Each line from the one containing "For every instance of the bookshelf" to the end of the entries below must be restated exactly, and no other line should appear.
----- Records -----
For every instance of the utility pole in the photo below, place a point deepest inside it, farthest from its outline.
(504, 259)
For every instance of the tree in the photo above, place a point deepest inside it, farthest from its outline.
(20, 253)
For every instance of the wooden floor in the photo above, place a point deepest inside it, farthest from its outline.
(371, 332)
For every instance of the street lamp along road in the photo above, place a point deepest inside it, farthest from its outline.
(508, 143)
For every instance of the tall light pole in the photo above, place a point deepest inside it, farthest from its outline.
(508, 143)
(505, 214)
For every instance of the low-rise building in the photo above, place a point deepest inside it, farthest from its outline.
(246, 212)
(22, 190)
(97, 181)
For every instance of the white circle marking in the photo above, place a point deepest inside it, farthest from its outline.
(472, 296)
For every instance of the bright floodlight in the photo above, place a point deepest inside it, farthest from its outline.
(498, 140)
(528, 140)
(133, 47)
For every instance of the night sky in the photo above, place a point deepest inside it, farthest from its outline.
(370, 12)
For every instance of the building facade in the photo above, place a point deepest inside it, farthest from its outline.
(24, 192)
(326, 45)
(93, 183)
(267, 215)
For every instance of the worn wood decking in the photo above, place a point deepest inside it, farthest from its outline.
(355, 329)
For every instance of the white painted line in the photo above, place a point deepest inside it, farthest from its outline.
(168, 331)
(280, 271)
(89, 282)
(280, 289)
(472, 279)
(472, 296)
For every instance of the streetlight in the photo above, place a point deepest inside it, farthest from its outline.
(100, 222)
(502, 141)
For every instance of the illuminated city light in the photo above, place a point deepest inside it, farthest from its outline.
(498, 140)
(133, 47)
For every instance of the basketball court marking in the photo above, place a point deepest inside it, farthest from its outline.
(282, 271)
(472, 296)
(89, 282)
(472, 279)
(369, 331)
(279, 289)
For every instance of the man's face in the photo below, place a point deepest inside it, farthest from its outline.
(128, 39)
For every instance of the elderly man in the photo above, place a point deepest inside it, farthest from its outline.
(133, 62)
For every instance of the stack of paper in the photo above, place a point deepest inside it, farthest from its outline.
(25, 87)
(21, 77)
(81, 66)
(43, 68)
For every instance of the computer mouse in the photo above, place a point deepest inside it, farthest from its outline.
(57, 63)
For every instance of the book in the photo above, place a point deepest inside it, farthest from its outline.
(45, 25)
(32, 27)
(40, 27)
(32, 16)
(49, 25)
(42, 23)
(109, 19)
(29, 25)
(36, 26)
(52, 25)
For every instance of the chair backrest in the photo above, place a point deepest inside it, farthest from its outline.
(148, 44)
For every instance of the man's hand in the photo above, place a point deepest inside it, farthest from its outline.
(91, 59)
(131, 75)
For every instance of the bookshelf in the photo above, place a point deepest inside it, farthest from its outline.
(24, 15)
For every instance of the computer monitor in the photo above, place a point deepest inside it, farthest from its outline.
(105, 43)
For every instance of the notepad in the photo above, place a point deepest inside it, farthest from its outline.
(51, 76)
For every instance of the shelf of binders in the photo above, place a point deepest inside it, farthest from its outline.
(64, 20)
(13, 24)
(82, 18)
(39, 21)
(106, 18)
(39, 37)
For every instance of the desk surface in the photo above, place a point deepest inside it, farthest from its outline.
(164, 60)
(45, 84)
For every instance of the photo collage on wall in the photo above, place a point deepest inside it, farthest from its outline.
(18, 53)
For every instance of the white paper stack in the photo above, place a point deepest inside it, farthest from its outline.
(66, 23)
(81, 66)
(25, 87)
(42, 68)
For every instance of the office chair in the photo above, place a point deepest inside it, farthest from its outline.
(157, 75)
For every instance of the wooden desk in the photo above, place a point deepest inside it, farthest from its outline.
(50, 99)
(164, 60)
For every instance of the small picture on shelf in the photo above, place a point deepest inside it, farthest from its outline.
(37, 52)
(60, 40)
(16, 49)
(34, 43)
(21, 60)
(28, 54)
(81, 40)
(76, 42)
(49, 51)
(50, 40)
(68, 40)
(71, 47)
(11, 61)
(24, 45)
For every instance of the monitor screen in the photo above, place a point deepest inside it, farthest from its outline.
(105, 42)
-----
▸ Output for this exercise:
For every instance of the bookshelf in the photo above, place a point deepest inside it, farthest from its outline.
(24, 15)
For every instance of the computer monitor in the photo above, place a point deepest inside it, farthest from its outline.
(105, 43)
For every instance of the notepad in the photo above, place a point deepest inside it, farthest from its outline.
(51, 76)
For every instance of the shelf of binders in the photo above, place a point deepest inside it, farthest from its outline.
(64, 20)
(13, 24)
(82, 18)
(39, 21)
(106, 18)
(39, 37)
For every instance of the desk surface in the photo above, place a point deepest inside it, farthest from its outline.
(164, 60)
(45, 84)
For every instance of the photo collage on wall in the photo above, place a point deepest inside it, farthest from its outline.
(18, 53)
For every instance of the white paper stack in the photo above, place a point deepest inside it, farthest from its outline.
(66, 23)
(81, 66)
(25, 87)
(42, 68)
For every instance of the office chair in the photo above, place a point deepest inside it, farthest from its outline.
(157, 75)
For every instance of the wooden desk in the photo above, place a point deepest inside it, farthest from its outline.
(50, 99)
(164, 60)
For every instance of the small picture on shelf in the photo above, place a point deepest inside it, farthest from its outline.
(37, 52)
(60, 40)
(16, 49)
(34, 43)
(21, 60)
(28, 54)
(81, 40)
(76, 42)
(49, 51)
(50, 40)
(68, 40)
(71, 47)
(11, 61)
(24, 45)
For every instance of the monitor screen in the photo above, place a point deepest inside it, farthest from its outline.
(105, 42)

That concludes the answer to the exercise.